• [Reading text]
----------

ANOTHER day, yet another manifestation of Project Fear Mark 2, the alleged economic meltdown if the UK were to leave the EU with ‘no deal’. This time it is the Office of Budget Responsibility (OBR), a fine institution for which I have a great deal of respect. But, alas, it has allowed itself, willingly or otherwise, to be dragged into the quagmire.
There is, of course, a concerted campaign against the prospect of a ‘no deal’ Brexit. But, as many of us have attempted to point out over the months, we would not be descending into lawless chaos if there were ‘no deal’. We would be trading under the tried and tested rules of the World Trade Organisation (WTO). Furthermore, over half of our exports currently go to non-EU countries, most of which do not have trade agreements with the EU. In addition, our non-EU exports are growing significantly faster than our EU exports, suggesting the benefits of ‘frictionless’ trade, and the glories of Customs Union and the Single Market, are grossly exaggerated for political reasons.
In addition, the European Commission has made wide-ranging contingency plans for a ‘no deal’ Brexit and we are reliably informed by Sir Mark Sedwill, the Cabinet Secretary, that the UK government is in ‘pretty good shape’ to cope. Granted, there will be some disruption on leaving under such circumstances; that is only to be expected as businesses adjust to a new world, but chaos and significant economic damage – surely not.
However, attempts at balanced debate have not stopped the voices of doom. I discussed the Government’s forecasts and the Bank of England’s scenarios, both released in November 2018, which were, frankly, rather absurd, in a recent piece for Conservative Woman. So I will not dwell on them further here. But what I find so bizarre about the current debate is that many of the key players involved in Project Fear Mark 1 ahead of the 2016 referendum are uttering similar apocalyptic horrors in Project Fear Mark 2. Has the Treasury, for example, no shame that its ‘recession’ threat back in May 2016 has been comprehensively proved wrong by subsequent events? Or perhaps it does not care.
The OBR’s July 2019 Fiscal risks report
The OBR’s recently released ‘July 2019 Fiscal risks report’ (FRR) includes its assessment of the impact on public finances of a ‘no deal’ Brexit. Some of the report makes sound reading and is worth looking at. For example, the OBR warns of the Chancellor’s de facto abandonment of the Government’s legislated objective to balance the budget by the mid-2020s. And the £27billion-a-year NHS settlement announced in June 2018 ‘has cast doubts over the Treasury’s usually firm grip on departmental spending’. All well and good.

----------

Answer from the article on the OBR and a "no deal" Brexit:
(a) What share of UK exports currently goes to non-EU countries?
(b) Who said the UK government is in "pretty good shape" to cope with a "no deal" Brexit?
(c) How much a year is the NHS settlement announced in June 2018?

• [Supplied records]
----------

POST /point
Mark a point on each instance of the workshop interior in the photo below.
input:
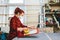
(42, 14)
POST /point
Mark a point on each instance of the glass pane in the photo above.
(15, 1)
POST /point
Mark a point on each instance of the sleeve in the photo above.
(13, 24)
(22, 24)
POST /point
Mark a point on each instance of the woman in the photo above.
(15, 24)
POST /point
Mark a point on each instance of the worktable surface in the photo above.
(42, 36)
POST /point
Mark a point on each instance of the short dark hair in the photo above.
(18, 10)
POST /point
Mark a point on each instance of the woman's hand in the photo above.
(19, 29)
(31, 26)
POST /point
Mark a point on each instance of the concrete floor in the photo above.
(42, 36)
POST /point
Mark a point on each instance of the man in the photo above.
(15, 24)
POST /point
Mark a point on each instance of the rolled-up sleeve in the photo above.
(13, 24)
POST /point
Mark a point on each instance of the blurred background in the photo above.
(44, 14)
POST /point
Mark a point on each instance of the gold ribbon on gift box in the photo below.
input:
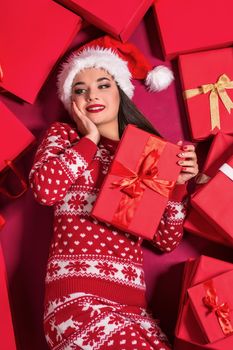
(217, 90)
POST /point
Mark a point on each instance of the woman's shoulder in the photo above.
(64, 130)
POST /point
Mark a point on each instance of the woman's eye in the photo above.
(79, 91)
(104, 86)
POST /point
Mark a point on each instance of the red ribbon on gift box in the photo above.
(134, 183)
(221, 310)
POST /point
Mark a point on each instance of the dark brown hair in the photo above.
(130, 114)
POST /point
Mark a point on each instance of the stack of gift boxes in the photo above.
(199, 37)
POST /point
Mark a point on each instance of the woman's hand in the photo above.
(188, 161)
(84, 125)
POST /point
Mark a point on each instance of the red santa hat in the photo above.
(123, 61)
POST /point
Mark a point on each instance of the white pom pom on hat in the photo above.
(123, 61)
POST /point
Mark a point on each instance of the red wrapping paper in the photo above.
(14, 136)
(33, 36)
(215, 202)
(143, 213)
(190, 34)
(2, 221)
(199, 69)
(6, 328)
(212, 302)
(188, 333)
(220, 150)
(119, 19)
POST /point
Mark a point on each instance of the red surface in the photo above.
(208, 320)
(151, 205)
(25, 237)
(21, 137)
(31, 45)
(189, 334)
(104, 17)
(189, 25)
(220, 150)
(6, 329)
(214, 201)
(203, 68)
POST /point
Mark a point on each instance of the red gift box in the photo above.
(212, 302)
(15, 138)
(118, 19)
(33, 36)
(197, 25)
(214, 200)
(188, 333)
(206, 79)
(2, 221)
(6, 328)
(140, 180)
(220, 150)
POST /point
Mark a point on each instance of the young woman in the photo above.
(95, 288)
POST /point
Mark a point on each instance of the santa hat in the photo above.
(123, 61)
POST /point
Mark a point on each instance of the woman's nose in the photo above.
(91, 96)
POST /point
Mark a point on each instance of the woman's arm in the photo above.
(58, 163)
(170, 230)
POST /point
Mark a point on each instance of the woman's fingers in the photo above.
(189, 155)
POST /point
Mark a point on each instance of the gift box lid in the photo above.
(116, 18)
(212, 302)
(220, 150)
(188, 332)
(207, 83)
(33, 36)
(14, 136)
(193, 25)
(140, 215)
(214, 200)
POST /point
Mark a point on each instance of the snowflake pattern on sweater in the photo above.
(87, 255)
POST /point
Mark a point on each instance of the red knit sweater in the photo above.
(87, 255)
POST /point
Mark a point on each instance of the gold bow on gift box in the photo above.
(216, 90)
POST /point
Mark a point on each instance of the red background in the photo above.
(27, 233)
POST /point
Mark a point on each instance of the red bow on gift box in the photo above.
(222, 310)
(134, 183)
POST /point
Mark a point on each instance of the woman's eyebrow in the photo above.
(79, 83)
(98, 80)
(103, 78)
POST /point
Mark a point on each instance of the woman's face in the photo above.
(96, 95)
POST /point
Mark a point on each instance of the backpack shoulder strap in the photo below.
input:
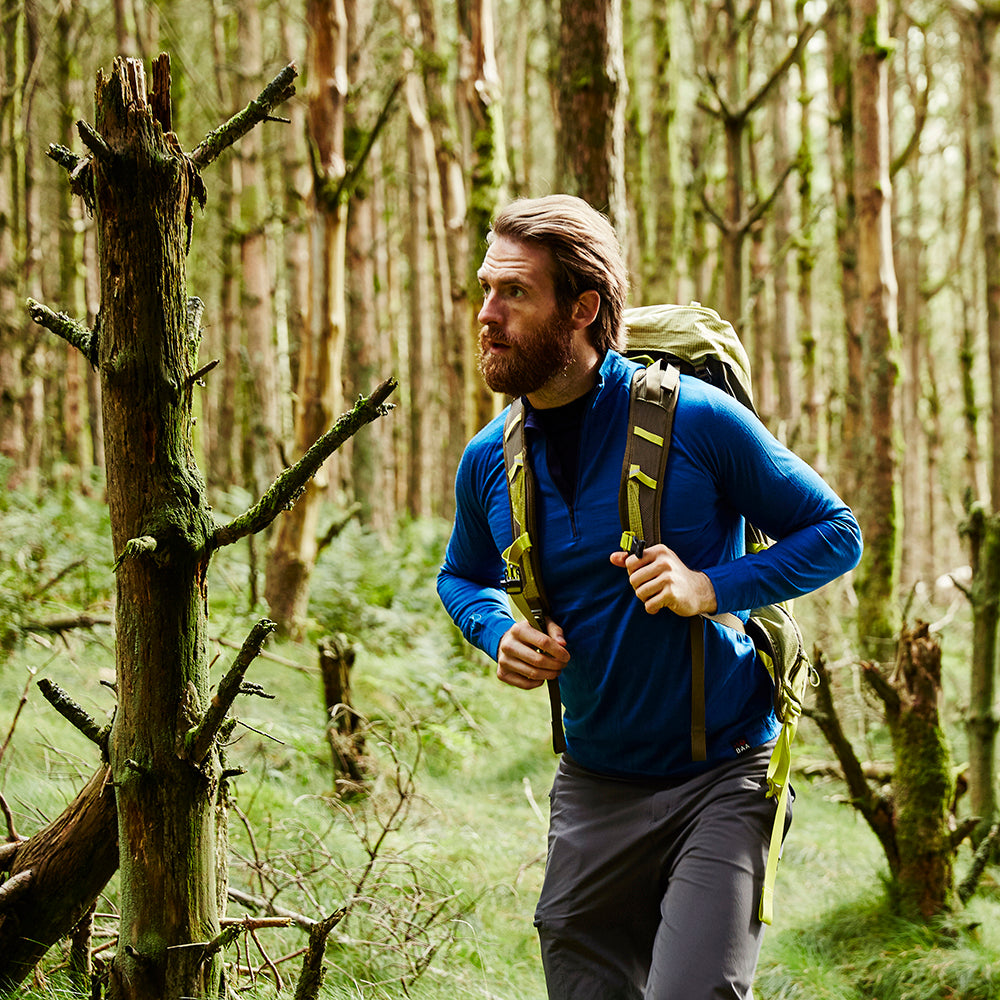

----------

• [Expected output]
(a) Over half.
(b) Sir Mark Sedwill, the Cabinet Secretary.
(c) £27 billion a year.